What to work on:
1. In the Computer Conservation Society document-exchange page below, which protocol dominates the public email sphere?
2. Using the Computer Conservation Society document-exchange page below, explain why exchanging documents between members has caused problems.

Document section:
※ ※ ※

Exchanging Documents Within the Computer Conservation Society
CCS members are, as you would expect, keen users of office-based information technology.
However, problems sometimes arise because each CCS member has his/her own preferred
technology and this can give problems when documents are exchanged between members.
Finding a common protocol for information exchange has, in the past given rise to
problems particularly when exchanging information between members variously using
Microsoft, Apple and Unix-based systems.
This web page seeks to provide some guidance on protocols and formats likely to be common to most,
if not all CCS members.
The first thing to say is that almost all CCS members are email users.
Although other protocols such as X.400 exist and are in use within closed communities,
the SMTP protocol dominates the public email sphere to such an extent that it
is unlikely to provide CCS members with any difficulty.
Many day to day business exchanges between members are accomplished using SMTP without
the need for attachments.
Longer documents tend to be exchanged using email attachments and it is here that difficulties
Three “lowest common denominator” formats have been identified which
we believe will gain widespread acceptance within the CCS community -
Adobe Acrobat format (.pdf) is perhaps the most commonly accepted format for exchange
of formatted documents.
It is safe to assume that most CCS members will be able to read .pdf files.

※ ※ ※

Information provided:

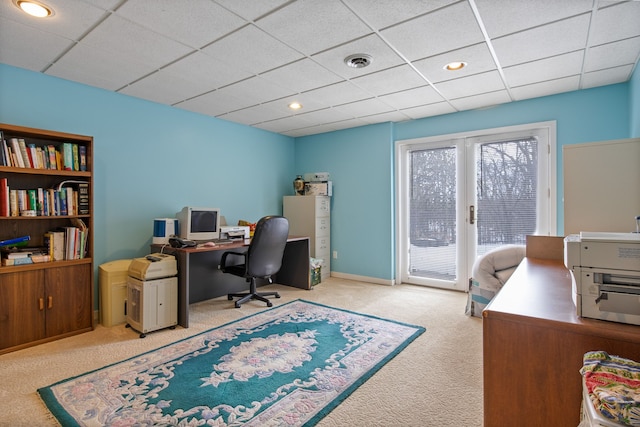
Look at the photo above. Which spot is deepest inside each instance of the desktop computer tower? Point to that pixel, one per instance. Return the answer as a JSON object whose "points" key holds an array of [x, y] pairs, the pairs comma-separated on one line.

※ ※ ※

Solutions to each task:
1. SMTP

2. Each member has their own preferred technology, and members variously use Microsoft, Apple and Unix-based systems. This has made it hard to find a common protocol for exchanging information.